__Görev A__.
Aşağıdaki kayıtlardan "query" dizesini içeren tüm satırları seçip hiçbir değişiklik yapmadan aktarınız. Büyük ve küçük harf ayrımı dikkate alınmalıdır.

__Belge alıntısı__.
Bu Blogda Ara

31 Mart 2013 Pazar

Pisagor Öğretisinde Sayıların Ezoterik Anlamları





Sayıların gizli anlamlarıyla ilgili birçok spekülasyon mevcuttur ve bu alanda birçok keşif yapılmışsa da, Pisagor’un ölümüyle birlikte bu bilimin en büyük anahtarı kaybolmuştur. Yaklaşık 2500 yıl boyunca tüm ulusların düşünürleri Pisagorcu sayı yumağını çözmek için uğraşmış, ancak hiçbiri başarılı olamamıştır. Bu konudaki karmaşayı Albert Pike’ın Symbolism isimli kitabındaki şu yazısı açıklıyor; “7 sayısının neden Minerva ya da küpe neden Neptün denildiğini anlamıyorum. Pisagorcuların sayılara verdikleri farklı isimler, hiç kuşkusuz sembolikti ve sırlar içeriyordu ve Plutarkos zamanında da bu isimlerin anlamlarının kaybolmuş olduğu konusunda çok az kuşku vardır. Pisagor sembollerini kendisinin sözel açıklaması olmadan çözülemeyecek sır perdeleri ardına gizlemede başarılı olmuştur.”

Bir kelimenin sayısal değerini elde etmek için yapılacak ilk şey ilk olarak o kelimeyi orijinal diline çevirmektir. Bu yapılmadıkça kelimenin gerçek değerini bulmak imkansızdır. Ayrıca ancak Yunan veya İbranice kelimeler başarılı şekilde analiz edilebilmektedir. Bu nedenle Eski Ahit’ten gelen isimler İbrani harflere ve Yeni Ahit isimleri Yunancaya çevrilmelidir. Bu arada şuna değinmekte de fayda var; bugün moda olan, bir ismin veya soy ismin mizacı veya mali durumu değiştirmek umuduyla titreşimini değiştirme pratiğinin eski Pisagorcu nümerik felsefe sistemiyle alakası yoktur.

__Görev B__.
Pisagor öğretisindeki sayılarla ilgili yukarıdaki metne göre Eski Ahit'ten gelen isimler neye çevrilmelidir?

__Sağlanan kayıtlar__.
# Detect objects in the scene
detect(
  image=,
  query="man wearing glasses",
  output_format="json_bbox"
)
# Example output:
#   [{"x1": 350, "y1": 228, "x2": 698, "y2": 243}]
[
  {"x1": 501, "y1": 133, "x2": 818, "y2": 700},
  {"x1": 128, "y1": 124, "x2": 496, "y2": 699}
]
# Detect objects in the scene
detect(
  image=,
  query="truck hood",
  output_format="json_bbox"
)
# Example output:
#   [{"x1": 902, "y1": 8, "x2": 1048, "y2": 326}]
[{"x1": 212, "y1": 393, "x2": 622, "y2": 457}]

==

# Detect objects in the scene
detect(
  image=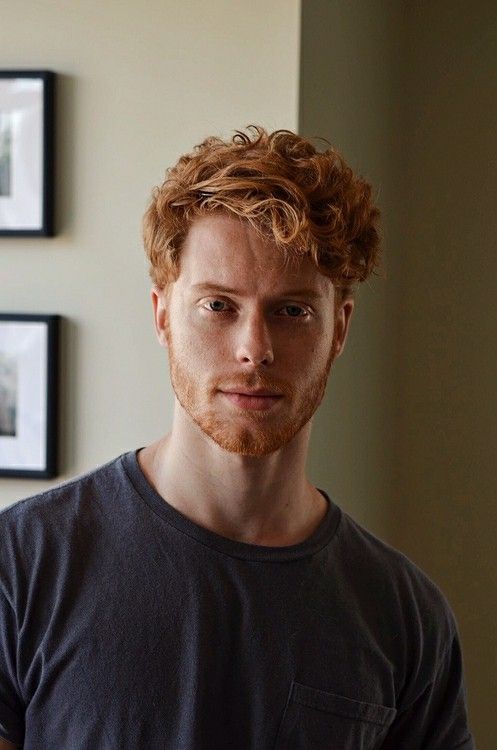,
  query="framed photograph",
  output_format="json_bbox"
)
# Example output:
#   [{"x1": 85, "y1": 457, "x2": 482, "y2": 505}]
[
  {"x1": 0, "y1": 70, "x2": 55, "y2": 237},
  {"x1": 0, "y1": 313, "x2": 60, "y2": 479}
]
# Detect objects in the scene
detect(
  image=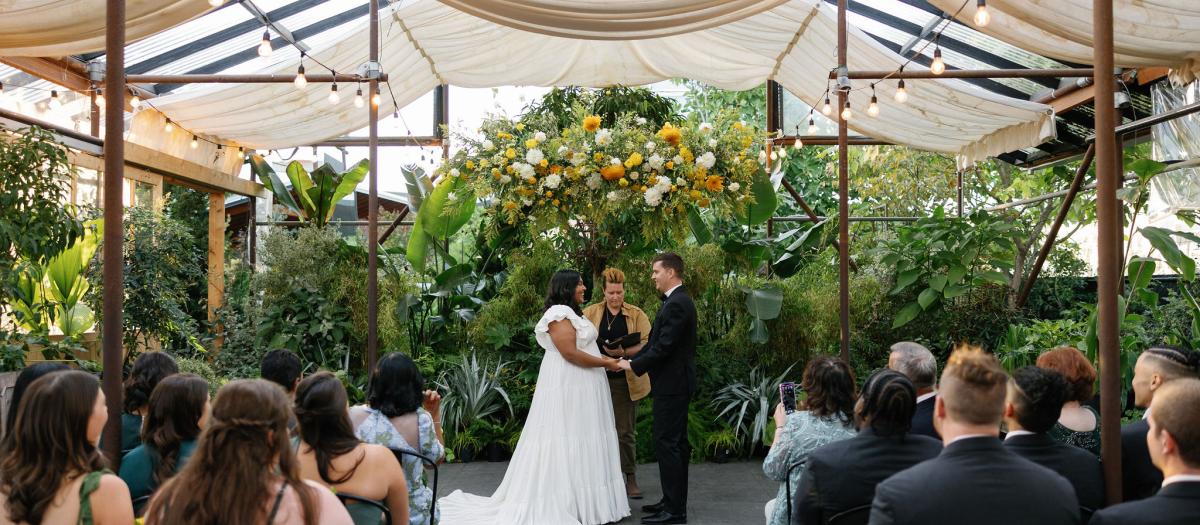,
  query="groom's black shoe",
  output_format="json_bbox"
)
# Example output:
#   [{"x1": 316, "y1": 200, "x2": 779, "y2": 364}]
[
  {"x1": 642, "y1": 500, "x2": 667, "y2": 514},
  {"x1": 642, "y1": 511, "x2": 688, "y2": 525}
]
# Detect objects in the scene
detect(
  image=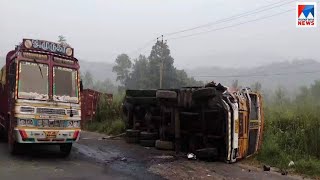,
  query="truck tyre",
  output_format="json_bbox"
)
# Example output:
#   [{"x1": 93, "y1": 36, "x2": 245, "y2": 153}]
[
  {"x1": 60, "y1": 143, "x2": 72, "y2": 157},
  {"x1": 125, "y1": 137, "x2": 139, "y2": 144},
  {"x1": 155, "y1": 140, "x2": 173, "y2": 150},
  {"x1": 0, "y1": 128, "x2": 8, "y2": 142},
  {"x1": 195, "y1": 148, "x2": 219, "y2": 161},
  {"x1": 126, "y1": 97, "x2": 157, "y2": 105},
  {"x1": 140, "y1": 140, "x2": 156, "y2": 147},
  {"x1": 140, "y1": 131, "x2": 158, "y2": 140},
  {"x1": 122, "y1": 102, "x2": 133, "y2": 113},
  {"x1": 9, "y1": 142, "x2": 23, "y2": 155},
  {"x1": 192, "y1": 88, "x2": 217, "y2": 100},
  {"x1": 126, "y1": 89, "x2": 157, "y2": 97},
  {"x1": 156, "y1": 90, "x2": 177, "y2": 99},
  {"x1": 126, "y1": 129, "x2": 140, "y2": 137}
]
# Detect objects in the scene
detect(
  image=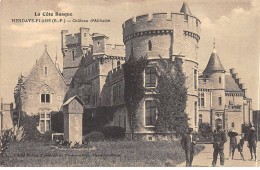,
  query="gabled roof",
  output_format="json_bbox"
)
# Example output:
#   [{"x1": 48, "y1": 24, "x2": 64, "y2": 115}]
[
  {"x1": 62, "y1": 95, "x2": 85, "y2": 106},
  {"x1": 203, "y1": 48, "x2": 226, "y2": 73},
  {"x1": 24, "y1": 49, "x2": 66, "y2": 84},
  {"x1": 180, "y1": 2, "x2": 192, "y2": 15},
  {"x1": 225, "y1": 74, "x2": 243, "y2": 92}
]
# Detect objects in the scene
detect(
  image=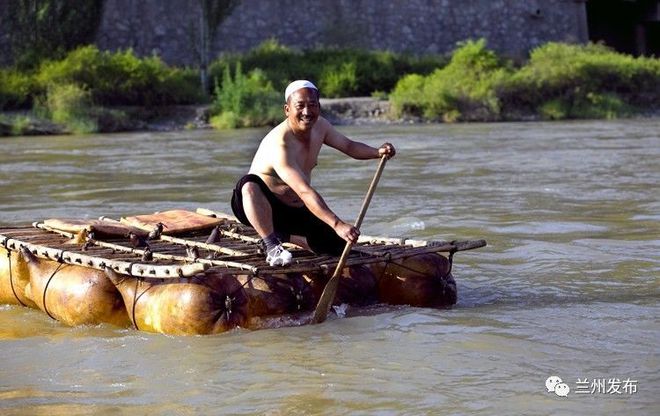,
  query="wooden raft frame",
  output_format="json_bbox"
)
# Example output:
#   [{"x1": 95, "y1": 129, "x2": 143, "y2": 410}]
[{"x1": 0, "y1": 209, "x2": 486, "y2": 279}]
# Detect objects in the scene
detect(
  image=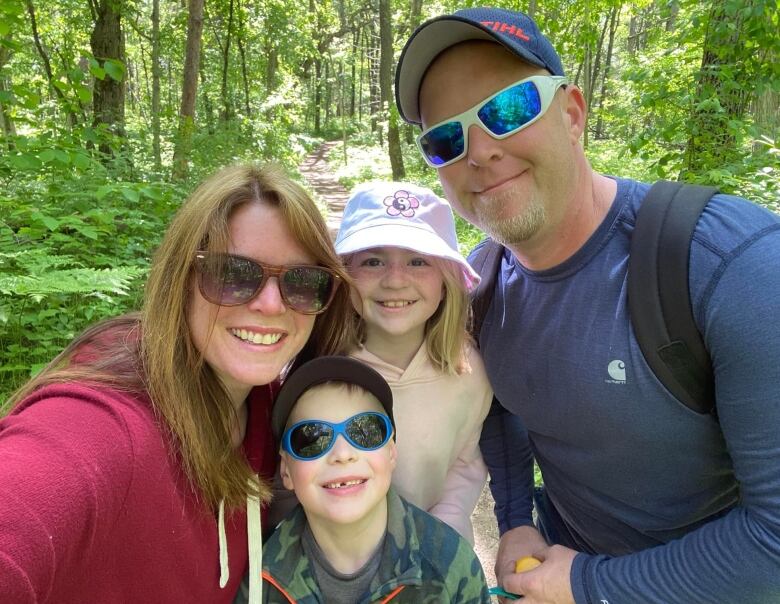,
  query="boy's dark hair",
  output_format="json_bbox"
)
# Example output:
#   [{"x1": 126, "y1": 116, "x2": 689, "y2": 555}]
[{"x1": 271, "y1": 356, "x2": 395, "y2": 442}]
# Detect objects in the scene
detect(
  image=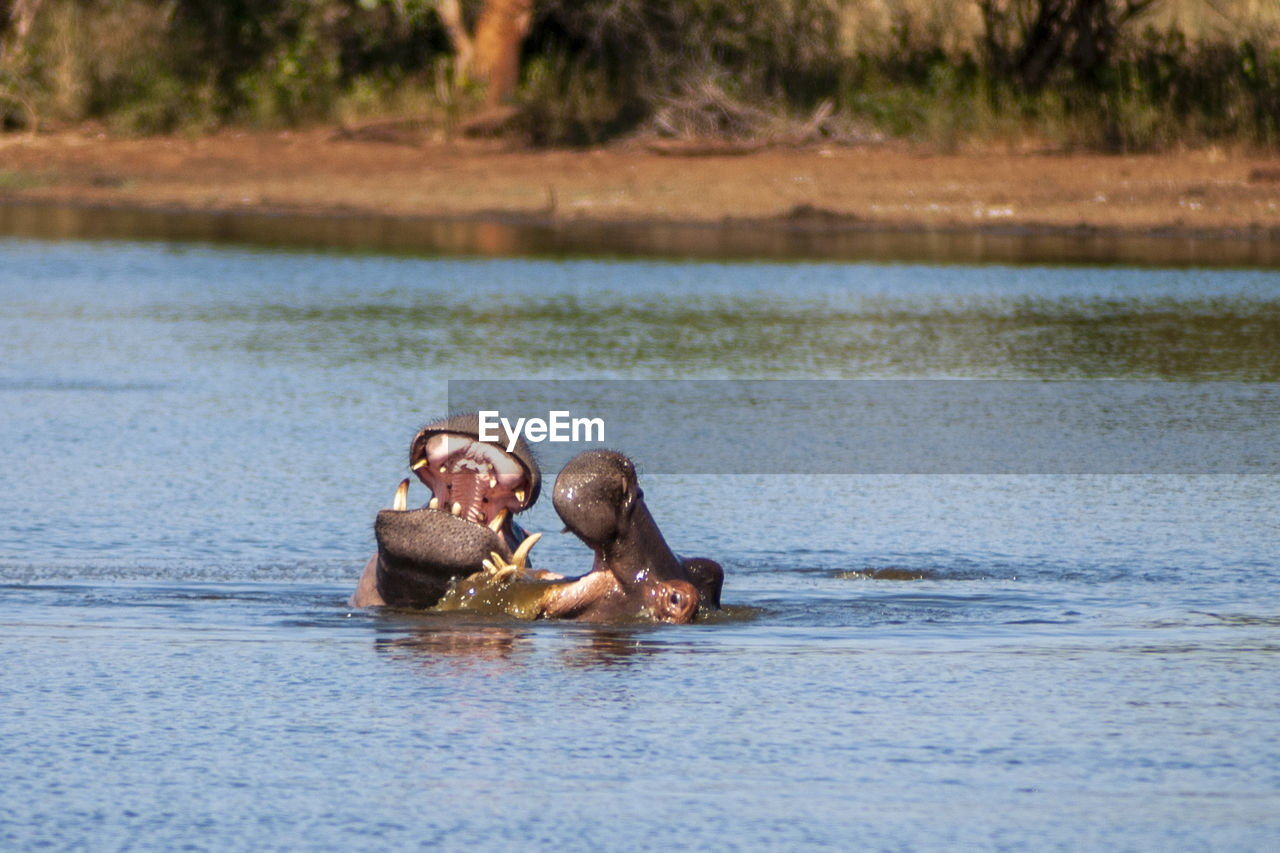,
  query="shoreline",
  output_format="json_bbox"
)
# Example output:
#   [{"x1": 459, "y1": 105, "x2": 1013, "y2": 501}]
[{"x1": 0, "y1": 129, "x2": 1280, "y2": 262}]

==

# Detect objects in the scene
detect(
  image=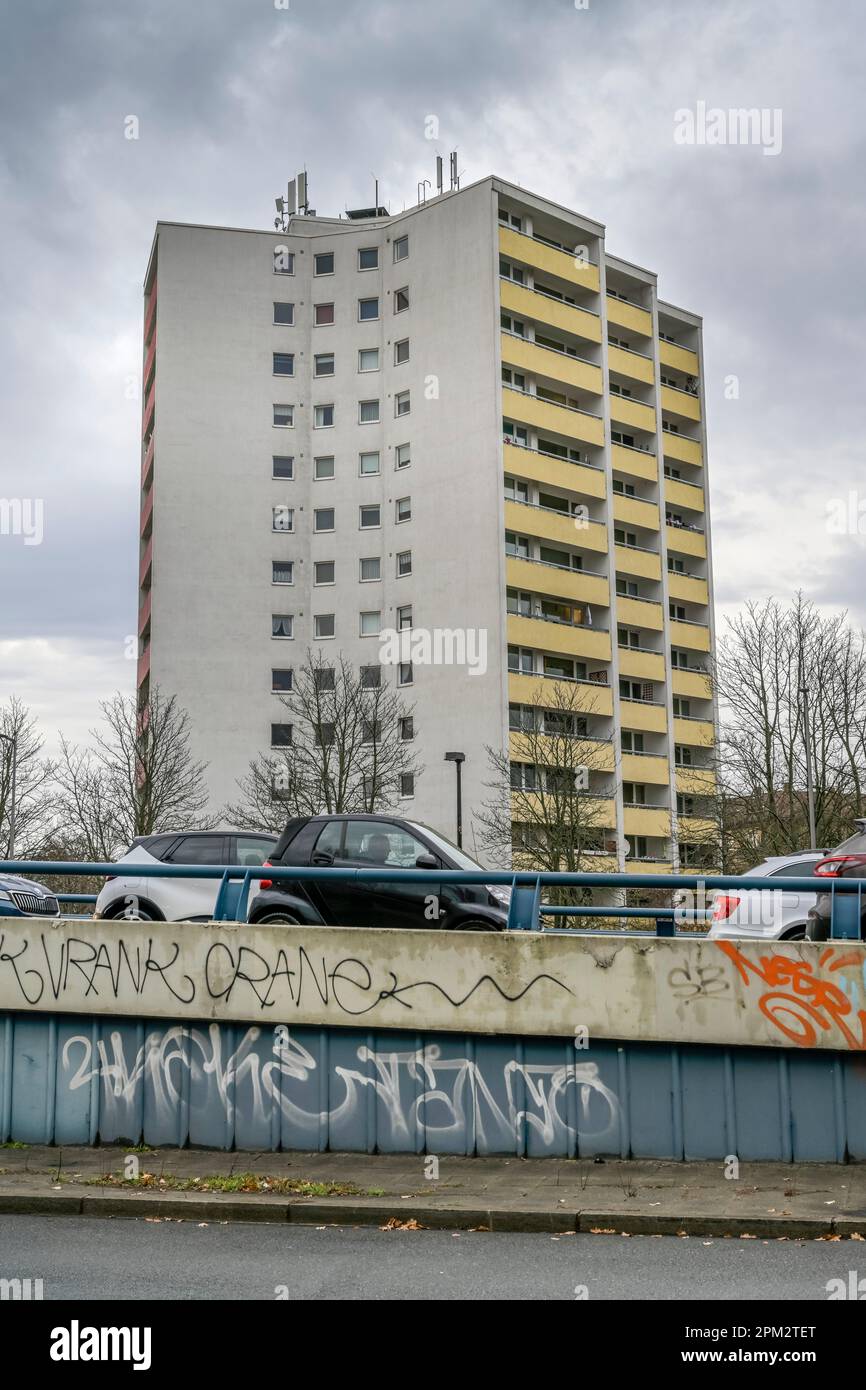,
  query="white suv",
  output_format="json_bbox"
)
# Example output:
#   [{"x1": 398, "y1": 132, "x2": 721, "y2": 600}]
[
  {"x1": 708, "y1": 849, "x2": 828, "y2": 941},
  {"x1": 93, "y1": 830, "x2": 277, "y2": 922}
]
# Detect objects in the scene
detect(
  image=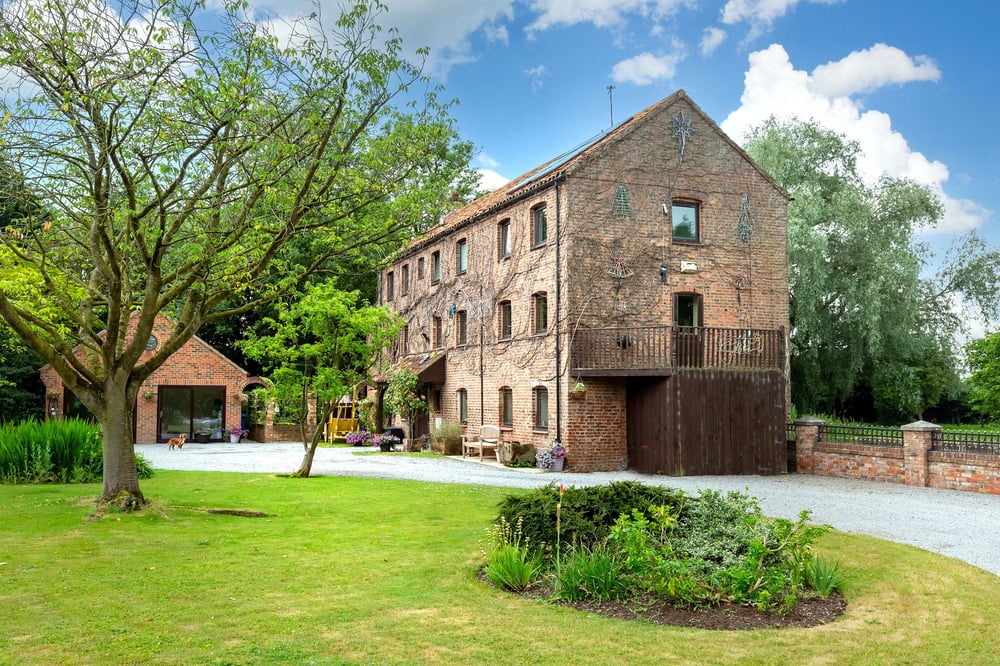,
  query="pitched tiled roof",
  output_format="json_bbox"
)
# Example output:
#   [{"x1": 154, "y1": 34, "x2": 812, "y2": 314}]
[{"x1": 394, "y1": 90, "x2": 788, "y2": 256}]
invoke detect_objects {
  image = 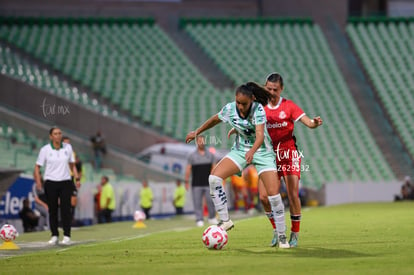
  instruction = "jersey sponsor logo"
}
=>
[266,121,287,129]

__Tam yanıt A__.
  query="man wearing glasses",
  query="truck hood",
  query="framed photograph",
  query="groom's black shoe",
  query="truck tyre",
  query="gabled roof",
  query="wooden raft frame",
  query="boy's dark hair",
  query="shoreline",
  query="white suv",
  query="pitched tiled roof",

__Tam yanıt B__.
Eski Ahit'ten gelen isimler İbrani harflere çevrilmelidir.